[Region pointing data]
___
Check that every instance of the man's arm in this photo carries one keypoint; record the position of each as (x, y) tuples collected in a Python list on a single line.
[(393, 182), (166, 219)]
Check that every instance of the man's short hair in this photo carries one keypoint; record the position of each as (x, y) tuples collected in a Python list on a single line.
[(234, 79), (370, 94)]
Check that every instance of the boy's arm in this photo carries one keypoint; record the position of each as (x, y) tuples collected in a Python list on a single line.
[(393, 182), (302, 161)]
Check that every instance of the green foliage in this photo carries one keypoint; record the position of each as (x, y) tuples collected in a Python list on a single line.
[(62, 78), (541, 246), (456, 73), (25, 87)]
___
What is needed: Retype every entry, keeping each character as it was.

Answer box:
Check that every instance of the man's arm in this photo carries one keypoint; record the position of each as (x, y) tuples collected in a Python list on a single line.
[(393, 182), (166, 219)]
Check that every instance of the man's short hair in this photo carries one keypoint; record the position of each as (x, y) tuples collected in a Python list on a single line.
[(234, 79), (370, 94)]
Check that every instance of the boy's arm in this photo carries one keypoint; record the position of each as (x, y) tuples collected in a Python list on a single line.
[(393, 182), (302, 161)]
Check that every instance of the green foliage in this photo carries one keypoint; record the position of each as (x, y) tuples collected in a Python list on a single line.
[(62, 78), (541, 246), (456, 73), (25, 87)]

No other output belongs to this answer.